::: Text provided

What if Leonard Nimoy had directed "Generations"? The lowest moments of GEN were all parts with original crew. Chekov and Scotty we're OK, but their plot lines were strange. Kirk's death... Well, it was unnecessary (IMO). Maybe Nimoy could improve something or even remove scenes with original crew.

In my opinion, Nimoy would have been a step down from Carson. The direction was not the problem with the film, and Carson acquitted himself very well behind the camera. (It also helped that John Alonzo's cinematography was top-notch.) Nimoy's direction, in my opinion, was never lively.

What if David Fincher had directed Star Trek: First Contact?
 
What if Bryan Singer directed Star Trek: Nemesis?

You'd get a new view on the characters and what they think of themselves. Shinzon would have plucked Picard's emotional strings and Data and B4 scenes would have been more inhuman (focusing on the android).

It definitely would have beat that action flick they were going for.
 
Clint Eastwood directing Nemesis, he would have tightened up the actions scenes and brought more emotion to the expanded character scenes.

He would have done more with the Picard and Data scenes, Eastwood is great at showing strong male friendships.

:)
 
Generations by David Lynch:
- The first part with Kirk is interresting and sadly cut too short.
- Picard and Beverly or Riker are talking about Mintaka III.
- A too long second part where we learn that Liko was already a total nutjob before his encounter with The Picard. We also see Guinan, Q and mister Homn.

::::::

**Objective A:**
Copy out the Star Trek director discussion word for word, in full.
**Objective B:**
Count the lines in the entries below that contain the string "island" (case counts). Reply with the number only.

::: Records shown

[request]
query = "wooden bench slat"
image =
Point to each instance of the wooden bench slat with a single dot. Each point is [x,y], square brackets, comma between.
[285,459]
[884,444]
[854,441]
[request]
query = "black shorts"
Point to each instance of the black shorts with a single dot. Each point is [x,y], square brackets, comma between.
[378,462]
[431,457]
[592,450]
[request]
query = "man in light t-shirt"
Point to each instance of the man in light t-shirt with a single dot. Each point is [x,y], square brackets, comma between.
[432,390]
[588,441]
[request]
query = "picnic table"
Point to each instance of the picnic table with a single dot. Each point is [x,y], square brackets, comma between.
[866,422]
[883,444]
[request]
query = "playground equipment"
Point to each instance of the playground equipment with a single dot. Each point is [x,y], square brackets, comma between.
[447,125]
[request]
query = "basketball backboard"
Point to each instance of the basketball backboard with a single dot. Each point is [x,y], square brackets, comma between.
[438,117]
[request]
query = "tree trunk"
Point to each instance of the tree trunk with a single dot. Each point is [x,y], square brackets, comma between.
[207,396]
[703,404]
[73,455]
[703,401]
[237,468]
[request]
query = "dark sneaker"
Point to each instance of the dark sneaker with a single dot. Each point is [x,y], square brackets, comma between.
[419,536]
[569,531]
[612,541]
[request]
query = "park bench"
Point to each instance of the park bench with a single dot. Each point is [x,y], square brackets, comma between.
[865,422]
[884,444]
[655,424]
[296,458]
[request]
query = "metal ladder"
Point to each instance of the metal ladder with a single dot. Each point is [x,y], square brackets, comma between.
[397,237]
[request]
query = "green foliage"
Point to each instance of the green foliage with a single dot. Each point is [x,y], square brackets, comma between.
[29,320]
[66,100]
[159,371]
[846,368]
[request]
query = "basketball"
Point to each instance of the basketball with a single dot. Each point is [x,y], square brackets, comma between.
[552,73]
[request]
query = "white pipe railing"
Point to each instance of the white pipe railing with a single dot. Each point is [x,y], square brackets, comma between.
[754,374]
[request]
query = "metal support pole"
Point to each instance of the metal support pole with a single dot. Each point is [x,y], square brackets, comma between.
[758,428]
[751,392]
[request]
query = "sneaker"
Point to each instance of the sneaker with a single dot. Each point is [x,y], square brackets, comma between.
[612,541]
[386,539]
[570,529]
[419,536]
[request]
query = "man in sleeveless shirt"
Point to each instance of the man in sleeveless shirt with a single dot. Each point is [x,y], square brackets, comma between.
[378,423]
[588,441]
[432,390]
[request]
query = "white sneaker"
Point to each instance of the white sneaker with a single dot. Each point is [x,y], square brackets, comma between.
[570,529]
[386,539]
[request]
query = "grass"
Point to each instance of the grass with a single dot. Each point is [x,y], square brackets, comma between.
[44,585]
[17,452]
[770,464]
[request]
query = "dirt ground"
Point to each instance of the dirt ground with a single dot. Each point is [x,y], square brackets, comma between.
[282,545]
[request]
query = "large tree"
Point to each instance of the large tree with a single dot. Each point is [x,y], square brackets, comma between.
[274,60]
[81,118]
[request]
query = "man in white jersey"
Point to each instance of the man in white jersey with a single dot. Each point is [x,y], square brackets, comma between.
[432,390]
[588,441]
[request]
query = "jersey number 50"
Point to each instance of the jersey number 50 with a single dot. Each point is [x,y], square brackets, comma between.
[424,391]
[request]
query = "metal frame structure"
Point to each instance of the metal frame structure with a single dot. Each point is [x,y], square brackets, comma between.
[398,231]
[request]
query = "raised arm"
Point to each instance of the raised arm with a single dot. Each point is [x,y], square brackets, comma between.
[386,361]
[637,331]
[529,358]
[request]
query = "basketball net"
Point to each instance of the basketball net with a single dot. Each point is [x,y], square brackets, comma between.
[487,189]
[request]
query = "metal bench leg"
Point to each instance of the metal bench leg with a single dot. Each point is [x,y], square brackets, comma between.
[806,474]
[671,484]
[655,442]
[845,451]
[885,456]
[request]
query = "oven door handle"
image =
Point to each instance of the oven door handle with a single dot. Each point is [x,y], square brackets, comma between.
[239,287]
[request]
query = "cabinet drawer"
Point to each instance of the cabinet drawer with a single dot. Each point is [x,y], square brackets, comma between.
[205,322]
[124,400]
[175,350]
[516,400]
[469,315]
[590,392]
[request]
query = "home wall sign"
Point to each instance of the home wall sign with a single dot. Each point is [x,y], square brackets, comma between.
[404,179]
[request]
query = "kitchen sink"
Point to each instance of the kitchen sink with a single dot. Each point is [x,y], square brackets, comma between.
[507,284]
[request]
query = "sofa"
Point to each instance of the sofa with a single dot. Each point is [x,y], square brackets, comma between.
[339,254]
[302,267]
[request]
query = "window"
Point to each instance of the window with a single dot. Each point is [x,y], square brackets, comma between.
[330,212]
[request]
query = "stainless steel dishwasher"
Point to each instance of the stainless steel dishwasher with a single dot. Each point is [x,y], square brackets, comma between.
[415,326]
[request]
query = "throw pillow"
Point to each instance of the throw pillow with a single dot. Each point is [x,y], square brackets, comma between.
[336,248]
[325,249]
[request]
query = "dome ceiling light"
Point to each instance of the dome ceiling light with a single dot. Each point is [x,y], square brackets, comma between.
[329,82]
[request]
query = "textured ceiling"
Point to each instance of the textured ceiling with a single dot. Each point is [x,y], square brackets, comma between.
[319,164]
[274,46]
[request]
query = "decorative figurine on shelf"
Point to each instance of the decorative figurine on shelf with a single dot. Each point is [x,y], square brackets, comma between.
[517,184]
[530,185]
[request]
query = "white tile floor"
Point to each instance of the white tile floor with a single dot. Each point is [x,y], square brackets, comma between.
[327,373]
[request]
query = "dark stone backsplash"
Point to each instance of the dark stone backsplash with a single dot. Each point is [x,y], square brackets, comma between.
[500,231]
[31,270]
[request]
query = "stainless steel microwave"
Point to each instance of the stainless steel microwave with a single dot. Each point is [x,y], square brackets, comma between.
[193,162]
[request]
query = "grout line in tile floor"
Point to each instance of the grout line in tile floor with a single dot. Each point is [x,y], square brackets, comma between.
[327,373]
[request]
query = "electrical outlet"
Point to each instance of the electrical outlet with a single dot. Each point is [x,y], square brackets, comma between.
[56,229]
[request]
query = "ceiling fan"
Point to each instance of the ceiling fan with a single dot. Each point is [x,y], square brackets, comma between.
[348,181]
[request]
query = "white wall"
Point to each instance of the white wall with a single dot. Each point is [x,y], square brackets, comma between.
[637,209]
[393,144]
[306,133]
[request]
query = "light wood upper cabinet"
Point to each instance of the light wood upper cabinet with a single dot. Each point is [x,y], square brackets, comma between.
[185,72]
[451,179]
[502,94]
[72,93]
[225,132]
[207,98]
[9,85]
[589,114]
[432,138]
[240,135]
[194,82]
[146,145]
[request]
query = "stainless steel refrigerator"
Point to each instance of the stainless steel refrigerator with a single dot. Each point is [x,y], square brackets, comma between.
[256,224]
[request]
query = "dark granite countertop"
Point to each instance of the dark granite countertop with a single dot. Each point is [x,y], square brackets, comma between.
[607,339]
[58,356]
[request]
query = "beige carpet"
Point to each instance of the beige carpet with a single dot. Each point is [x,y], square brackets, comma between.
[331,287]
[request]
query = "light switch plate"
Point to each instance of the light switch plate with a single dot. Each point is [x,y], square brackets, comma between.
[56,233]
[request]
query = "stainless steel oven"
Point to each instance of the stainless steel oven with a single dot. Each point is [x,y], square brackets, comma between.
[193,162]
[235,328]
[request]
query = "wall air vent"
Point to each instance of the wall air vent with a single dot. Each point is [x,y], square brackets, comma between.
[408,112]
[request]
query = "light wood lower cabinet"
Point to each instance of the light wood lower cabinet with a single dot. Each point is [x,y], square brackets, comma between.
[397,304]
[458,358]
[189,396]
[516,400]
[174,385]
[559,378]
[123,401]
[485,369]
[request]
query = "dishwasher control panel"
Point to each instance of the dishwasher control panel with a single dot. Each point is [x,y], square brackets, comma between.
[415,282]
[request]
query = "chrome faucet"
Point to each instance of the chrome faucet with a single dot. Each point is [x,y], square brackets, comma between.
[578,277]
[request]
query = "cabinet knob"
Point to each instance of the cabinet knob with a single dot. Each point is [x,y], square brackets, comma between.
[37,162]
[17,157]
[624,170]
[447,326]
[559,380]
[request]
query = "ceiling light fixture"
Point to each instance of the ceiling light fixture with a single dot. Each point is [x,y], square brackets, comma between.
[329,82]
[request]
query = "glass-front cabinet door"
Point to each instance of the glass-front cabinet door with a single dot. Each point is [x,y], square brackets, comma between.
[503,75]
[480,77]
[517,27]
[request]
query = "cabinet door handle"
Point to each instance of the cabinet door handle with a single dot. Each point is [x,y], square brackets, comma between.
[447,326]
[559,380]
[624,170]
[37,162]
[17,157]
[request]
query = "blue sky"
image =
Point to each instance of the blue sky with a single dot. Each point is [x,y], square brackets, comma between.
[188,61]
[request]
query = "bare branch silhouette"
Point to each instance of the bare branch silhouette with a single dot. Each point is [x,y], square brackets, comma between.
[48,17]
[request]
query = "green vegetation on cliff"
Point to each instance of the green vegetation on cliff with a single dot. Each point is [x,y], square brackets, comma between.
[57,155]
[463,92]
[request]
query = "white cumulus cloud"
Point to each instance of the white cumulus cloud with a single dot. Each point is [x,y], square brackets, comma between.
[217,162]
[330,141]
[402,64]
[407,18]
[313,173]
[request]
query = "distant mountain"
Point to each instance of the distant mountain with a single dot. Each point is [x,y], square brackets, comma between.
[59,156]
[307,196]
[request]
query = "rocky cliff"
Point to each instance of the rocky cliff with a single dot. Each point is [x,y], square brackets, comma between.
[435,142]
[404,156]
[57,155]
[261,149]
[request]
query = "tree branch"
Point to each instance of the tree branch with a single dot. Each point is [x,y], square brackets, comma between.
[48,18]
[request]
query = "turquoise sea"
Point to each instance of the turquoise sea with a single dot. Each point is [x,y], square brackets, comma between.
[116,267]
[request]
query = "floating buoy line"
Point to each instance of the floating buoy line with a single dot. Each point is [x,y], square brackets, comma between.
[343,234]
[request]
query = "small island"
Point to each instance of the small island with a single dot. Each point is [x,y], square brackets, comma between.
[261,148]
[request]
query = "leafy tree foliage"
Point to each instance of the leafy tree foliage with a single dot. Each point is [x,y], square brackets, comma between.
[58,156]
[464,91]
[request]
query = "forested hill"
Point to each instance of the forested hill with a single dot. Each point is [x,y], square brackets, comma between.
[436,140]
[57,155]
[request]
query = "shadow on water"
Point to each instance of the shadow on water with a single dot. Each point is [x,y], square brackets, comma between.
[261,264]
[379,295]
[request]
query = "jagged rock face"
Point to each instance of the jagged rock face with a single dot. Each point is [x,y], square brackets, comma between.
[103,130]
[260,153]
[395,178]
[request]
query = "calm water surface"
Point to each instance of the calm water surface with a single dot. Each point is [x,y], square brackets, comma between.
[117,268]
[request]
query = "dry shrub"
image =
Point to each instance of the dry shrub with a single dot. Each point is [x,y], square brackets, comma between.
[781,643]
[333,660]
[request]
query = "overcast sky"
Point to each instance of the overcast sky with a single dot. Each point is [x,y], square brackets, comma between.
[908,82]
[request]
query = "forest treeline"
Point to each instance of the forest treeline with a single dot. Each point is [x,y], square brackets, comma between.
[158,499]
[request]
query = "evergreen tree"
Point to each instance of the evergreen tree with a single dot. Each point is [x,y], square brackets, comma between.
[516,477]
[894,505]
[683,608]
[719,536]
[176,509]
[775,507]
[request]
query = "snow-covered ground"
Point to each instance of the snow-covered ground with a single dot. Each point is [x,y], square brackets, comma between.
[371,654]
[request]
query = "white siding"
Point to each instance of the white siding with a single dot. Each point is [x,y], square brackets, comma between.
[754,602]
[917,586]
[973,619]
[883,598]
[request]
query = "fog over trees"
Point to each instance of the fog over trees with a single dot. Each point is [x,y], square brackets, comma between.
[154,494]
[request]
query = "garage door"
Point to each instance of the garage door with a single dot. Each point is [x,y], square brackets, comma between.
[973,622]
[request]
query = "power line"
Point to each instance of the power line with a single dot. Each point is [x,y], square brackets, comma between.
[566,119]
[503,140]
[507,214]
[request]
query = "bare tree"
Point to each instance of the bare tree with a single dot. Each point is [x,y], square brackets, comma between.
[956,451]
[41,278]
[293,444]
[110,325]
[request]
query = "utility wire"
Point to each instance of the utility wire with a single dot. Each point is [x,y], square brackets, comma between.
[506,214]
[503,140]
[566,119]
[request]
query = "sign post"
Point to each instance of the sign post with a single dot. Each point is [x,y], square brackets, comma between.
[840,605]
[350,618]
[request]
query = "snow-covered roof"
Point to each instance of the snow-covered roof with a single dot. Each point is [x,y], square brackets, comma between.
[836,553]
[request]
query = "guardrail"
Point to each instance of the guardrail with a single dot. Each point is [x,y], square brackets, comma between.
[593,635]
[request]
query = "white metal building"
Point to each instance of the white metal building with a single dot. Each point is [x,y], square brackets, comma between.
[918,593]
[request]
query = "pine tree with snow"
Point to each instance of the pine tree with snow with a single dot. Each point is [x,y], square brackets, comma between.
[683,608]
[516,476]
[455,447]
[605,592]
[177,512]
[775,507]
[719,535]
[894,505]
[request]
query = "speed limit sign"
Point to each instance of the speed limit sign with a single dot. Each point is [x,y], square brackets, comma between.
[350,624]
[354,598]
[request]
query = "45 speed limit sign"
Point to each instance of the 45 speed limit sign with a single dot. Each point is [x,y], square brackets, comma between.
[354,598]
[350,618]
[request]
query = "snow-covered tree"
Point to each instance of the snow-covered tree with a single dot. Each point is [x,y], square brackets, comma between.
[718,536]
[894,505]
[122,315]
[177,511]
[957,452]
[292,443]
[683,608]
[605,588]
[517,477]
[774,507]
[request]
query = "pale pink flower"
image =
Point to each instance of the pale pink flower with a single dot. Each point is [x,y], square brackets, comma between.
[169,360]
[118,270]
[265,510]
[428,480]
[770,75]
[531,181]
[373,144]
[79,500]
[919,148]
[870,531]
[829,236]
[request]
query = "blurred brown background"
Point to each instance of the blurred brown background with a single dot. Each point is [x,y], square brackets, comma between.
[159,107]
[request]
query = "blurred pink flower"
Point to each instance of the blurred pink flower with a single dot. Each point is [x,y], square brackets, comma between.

::::::

**Task response A:**
What if Leonard Nimoy had directed "Generations"? The lowest moments of GEN were all parts with original crew. Chekov and Scotty we're OK, but their plot lines were strange. Kirk's death... Well, it was unnecessary (IMO). Maybe Nimoy could improve something or even remove scenes with original crew.

In my opinion, Nimoy would have been a step down from Carson. The direction was not the problem with the film, and Carson acquitted himself very well behind the camera. (It also helped that John Alonzo's cinematography was top-notch.) Nimoy's direction, in my opinion, was never lively.

What if David Fincher had directed Star Trek: First Contact?
 
What if Bryan Singer directed Star Trek: Nemesis?

You'd get a new view on the characters and what they think of themselves. Shinzon would have plucked Picard's emotional strings and Data and B4 scenes would have been more inhuman (focusing on the android).

It definitely would have beat that action flick they were going for.
 
Clint Eastwood directing Nemesis, he would have tightened up the actions scenes and brought more emotion to the expanded character scenes.

He would have done more with the Picard and Data scenes, Eastwood is great at showing strong male friendships.

:)
 
Generations by David Lynch:
- The first part with Kirk is interresting and sadly cut too short.
- Picard and Beverly or Riker are talking about Mintaka III.
- A too long second part where we learn that Liko was already a total nutjob before his encounter with The Picard. We also see Guinan, Q and mister Homn.

**Task response B:**
2